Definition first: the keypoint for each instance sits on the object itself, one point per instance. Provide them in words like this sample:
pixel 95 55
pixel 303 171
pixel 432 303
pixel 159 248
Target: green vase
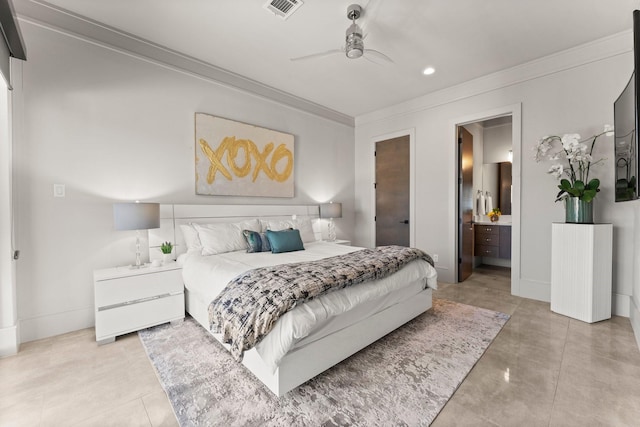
pixel 578 211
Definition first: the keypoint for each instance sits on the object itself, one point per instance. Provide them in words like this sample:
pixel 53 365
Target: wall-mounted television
pixel 626 109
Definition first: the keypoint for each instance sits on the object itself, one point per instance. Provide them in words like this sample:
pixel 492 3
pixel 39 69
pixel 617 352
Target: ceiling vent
pixel 283 8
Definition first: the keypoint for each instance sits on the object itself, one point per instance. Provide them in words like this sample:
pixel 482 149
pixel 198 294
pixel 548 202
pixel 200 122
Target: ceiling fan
pixel 354 42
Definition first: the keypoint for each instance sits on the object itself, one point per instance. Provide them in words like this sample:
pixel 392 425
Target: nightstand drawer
pixel 132 317
pixel 120 290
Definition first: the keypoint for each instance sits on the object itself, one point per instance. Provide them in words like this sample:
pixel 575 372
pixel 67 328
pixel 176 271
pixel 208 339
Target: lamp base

◆ INSTRUCTIONS TO FOLLOW:
Each record needs to be reproduced exactly, and no image should be carried over.

◆ WORKED SOLUTION:
Definition first: the keypoint for each instance sits on the object itself, one point per instance. Provide them in words like this sample:
pixel 95 55
pixel 303 171
pixel 432 303
pixel 159 248
Target: green vase
pixel 578 211
Definition first: the keypoint for each instance sits on the object itself, one point per instance. Provide them in words like this sample:
pixel 53 365
Target: wall-mounted television
pixel 626 109
Definition first: the keypoint for each instance sits on the object itself, one point per instance. Provide them in words like this sample:
pixel 492 3
pixel 39 69
pixel 617 352
Target: ceiling vent
pixel 283 8
Definition first: the keypoint for each instance sits on the object itself, one point per instance. Provide them in words like this sample:
pixel 482 149
pixel 198 294
pixel 548 202
pixel 200 122
Target: ceiling fan
pixel 354 42
Definition first: the keypoint for each instance sits on the object itself, one point per instance. Provide them in words like this sample:
pixel 392 425
Target: nightstand drawer
pixel 132 317
pixel 120 290
Definition first: the keypoint for each instance sits on the object itself, one point per instance. Provide them in words like this sample:
pixel 575 372
pixel 67 328
pixel 176 271
pixel 208 339
Target: lamp base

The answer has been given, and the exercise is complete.